§ Short exercise: Please repeat every row below word for word, leaving the pictures out of your answer.

==== Raw data

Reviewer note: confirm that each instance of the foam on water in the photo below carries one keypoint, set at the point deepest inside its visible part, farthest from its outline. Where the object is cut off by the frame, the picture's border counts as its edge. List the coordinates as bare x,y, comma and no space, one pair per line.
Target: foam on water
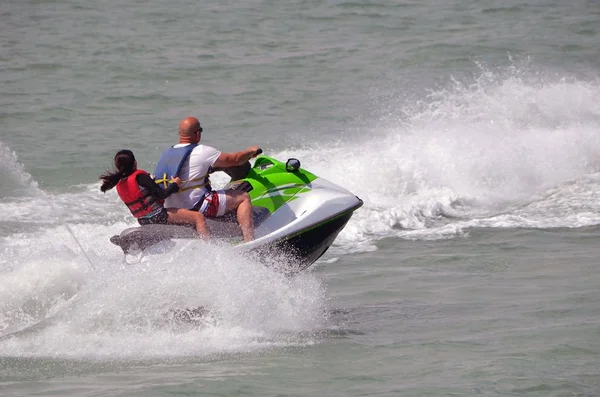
509,149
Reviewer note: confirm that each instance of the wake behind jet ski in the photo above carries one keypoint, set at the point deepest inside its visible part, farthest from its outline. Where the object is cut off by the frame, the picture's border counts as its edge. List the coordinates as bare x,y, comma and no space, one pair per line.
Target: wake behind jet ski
295,212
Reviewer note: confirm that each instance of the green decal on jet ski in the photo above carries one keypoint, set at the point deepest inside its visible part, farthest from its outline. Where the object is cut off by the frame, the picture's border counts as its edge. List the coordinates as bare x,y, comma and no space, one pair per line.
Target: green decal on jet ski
274,186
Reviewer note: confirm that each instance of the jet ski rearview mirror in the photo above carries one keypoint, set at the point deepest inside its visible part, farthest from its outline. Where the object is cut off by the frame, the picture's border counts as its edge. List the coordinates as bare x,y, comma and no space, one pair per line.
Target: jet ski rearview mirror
292,165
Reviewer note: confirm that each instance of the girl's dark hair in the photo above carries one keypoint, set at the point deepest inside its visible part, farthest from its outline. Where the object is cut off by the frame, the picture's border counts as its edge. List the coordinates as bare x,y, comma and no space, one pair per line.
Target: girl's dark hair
124,160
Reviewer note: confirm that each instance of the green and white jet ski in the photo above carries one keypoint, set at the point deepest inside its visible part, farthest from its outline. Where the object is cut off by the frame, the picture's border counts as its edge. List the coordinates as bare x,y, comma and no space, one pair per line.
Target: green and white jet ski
295,213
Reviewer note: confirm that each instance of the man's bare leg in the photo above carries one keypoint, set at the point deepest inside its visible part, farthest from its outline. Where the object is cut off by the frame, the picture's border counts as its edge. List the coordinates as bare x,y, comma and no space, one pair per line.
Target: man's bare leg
240,201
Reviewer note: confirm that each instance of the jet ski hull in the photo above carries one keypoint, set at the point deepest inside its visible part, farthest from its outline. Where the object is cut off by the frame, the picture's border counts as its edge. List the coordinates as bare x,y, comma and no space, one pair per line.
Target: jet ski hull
296,214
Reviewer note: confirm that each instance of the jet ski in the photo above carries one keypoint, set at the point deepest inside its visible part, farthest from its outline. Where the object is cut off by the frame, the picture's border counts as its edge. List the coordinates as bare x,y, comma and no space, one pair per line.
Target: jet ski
295,213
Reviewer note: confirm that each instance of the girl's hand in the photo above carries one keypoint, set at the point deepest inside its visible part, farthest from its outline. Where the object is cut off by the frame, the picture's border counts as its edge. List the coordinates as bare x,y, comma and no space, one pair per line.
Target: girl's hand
177,180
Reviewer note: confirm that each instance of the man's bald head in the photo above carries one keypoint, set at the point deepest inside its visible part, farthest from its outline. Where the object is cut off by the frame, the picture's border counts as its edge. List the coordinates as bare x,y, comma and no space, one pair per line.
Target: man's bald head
189,130
189,126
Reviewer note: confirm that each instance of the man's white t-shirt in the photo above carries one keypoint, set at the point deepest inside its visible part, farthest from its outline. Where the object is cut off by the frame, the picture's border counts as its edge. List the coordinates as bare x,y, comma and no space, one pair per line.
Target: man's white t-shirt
196,166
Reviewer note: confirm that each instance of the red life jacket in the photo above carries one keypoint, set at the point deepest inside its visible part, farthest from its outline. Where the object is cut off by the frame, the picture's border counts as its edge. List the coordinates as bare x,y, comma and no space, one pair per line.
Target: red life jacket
138,202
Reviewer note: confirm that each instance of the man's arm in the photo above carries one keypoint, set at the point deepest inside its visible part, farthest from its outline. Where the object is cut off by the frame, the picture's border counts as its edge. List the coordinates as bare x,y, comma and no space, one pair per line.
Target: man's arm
237,158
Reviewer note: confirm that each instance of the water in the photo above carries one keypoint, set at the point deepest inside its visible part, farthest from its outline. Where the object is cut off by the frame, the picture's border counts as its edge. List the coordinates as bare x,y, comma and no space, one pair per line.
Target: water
470,130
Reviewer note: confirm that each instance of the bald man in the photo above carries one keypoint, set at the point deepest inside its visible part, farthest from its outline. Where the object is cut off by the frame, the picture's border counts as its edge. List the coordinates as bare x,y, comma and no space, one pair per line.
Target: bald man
191,162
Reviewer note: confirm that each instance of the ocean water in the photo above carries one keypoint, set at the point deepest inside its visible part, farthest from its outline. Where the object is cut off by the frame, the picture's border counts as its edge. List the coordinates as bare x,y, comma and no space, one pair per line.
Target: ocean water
471,130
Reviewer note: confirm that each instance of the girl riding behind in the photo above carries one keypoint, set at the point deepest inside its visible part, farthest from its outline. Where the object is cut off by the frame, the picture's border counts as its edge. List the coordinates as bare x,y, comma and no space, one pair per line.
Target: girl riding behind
145,198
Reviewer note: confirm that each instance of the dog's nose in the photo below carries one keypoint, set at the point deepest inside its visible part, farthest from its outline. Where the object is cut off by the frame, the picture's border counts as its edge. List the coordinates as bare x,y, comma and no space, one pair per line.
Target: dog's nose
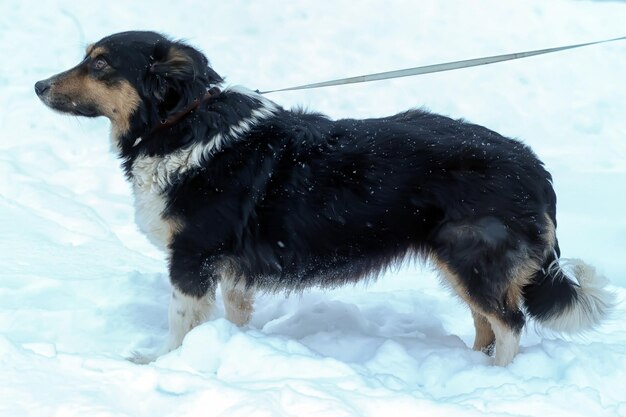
41,87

========

§ Exercise answer:
Reviewer note: confirm that each instance of the foam on water in the photo below carries one keypoint, set at the point deepest inside its visible part, farthest from its outline. Where the object is cut off by the frame, the picture's border counts as its edge. List the coordinates as bare x,y, comma and no space, one pair per line.
Target: foam on water
509,149
Reviewer note: confirm that each instance of the wake behind jet ski in the photo above carries one keypoint, set at the point deepest inside its visible part, farthest from its outline. Where the object is cut off by the frame, the picture's border counts as its edge. List the coordinates as bare x,y, comma and no space, one pair per line.
Target: wake behind jet ski
295,212
Reviewer note: confirm that each instance of the green decal on jet ski in the photo above carries one keypoint, set at the point deepest inside its visible part, farthest from its outline. Where the object is cut off by the frame, the picture's border counts as its edge. List the coordinates as bare x,y, comma and no space, one pair per line.
Target: green decal on jet ski
274,186
Reviewer note: confirm that each instance of the jet ski rearview mirror in the photo above carries one keypoint, set at the point deepest inside its visible part, farthest from its outline. Where the object is cut off by the frame, the picture's border counts as its edge. List the coordinates as bare x,y, comma and no space, one pair per line.
Target: jet ski rearview mirror
292,165
Reviewer note: confirm that each instance of the girl's dark hair in the photo above carries one keypoint, set at the point deepest inside its visible part, farthest from its outline. Where the object is cut off by the frame, the picture's border counts as its edge. List the coordinates as bare x,y, comma and no space, one pair per line.
Target: girl's dark hair
124,160
Reviewer note: confirm that each instance of the green and white jet ski in the photo above carries one keypoint, set at the point deepest inside its visible part, farthest from its outline. Where the object is cut off by the frame, the picture's border counts as its edge. List the coordinates as bare x,y, comma and no space, one pair per line.
Target: green and white jet ski
295,213
Reviewer note: confirm that each instance of the man's bare leg in the photo above carries one keypoint, set at the point deepest inside its visible part, farthest from its outline. Where the object is cut off by the frame, the picture's border counts as its edge. List the coordinates as bare x,y, comma and no space, one pair per line.
Target: man's bare leg
240,201
Reviewer note: confirm that each instance of the jet ski hull in the photo above carries one keypoint, set at the point deepest inside its visible part, farthest from its outline. Where the object is cut off by the frame, the picture's border counts as its edge. List the coordinates as bare x,y, comma and no space, one pair per line.
Target: jet ski hull
296,214
Reviewer note: confirm that each instance of the jet ski in the photo above carries one keypoint, set at the point deepest inside its visible part, farthest from its outline. Where the object is cut off by the frame, the picture's border counts as its edge. List the coordinates as bare x,y, comma and no space, one pair per line.
Target: jet ski
295,213
Reviewer note: confirm that each instance of the girl's hand in the photo above carries one keypoint, set at the point deepest inside its visible part, farthest from its outline. Where the object is cut off by the frame, the picture's border counts as its edge. List the coordinates as bare x,y, comma and no space, one pair per line.
Target: girl's hand
177,180
Reviewer note: confirm that each instance of the man's bald head in the photo above carries one keypoint, set at the point deepest inside its visible part, farthest from its outline. Where the object is cut off by the frame, the picture's border counts as its edge. List the coordinates as bare x,y, comma and no space, one pair per line.
Target: man's bald head
189,130
189,126
Reviewer note: confirm that each instance of the man's white t-shirt in the photo above carries one keypoint, set at the point deepest inside its visible part, farthest from its outline. Where the object is cut off by the frame, the picture's border counts as its edge. List the coordinates as bare x,y, comma and no space, one pair per line.
Target: man's white t-shirt
196,166
Reviewer note: confirm that each instance of the red life jacket in the photo above carries one keypoint, set at the point deepest inside its visible part, farthest from its outline. Where the object is cut off by the frame, the picture's border counts as its edge. List the coordinates as bare x,y, comma and no space, one pair per line.
Target: red life jacket
138,202
Reviewer note: confirm that each instance of the man's arm in the photo above carries one keypoint, set at the point deepest inside its visible part, farthest from its outline. Where the object is cut off by the frame, the picture's border counts as its edge. List the coordinates as bare x,y, comma and no space, one pair per line.
Target: man's arm
237,158
Reviewer note: confirm that each instance of the water in the photo above carries one keypoint, set at the point deepest inside its visible part, farthest from its outline. Where the object is cut off by the frame, the picture's border counts as its edge. List the coordinates as bare x,y, comma and no space, one pair per line.
Target: water
470,130
Reviewer note: confirm that each instance of the bald man in the photo above carries one keypoint, set at the point deepest inside its visible part, farthest from its outline. Where the object is cut off by the frame, the picture's border counts as its edge. List the coordinates as bare x,y, comma and no space, one pair per line.
Target: bald man
191,162
Reviewer note: confirm that each instance of the ocean water in the photo above carries one keypoint, set at the point deepest inside its visible part, farthest from its outline. Where the object is cut off by the frame, the picture's border counts as its edge. List the coordinates as bare x,y, comma and no space, one pair per line.
Target: ocean water
471,130
Reviewer note: confirm that each instance of the girl riding behind in the photo above carries one keypoint, set at the point deepest inside its visible part, farthest from its outline. Where the object is cut off by the frame, the picture's border counts as its edge. List the coordinates as bare x,y, comma and no space, one pair per line.
Target: girl riding behind
145,198
Reviewer note: confirm that each instance of the dog's nose in the photo below carries one keypoint, set at the point deepest inside its visible part, farthest from its outline. Where the object is cut off by the frame, the picture's border counts as its edge. List the coordinates as bare x,y, comma and no space, one pair per line.
Target: dog's nose
41,87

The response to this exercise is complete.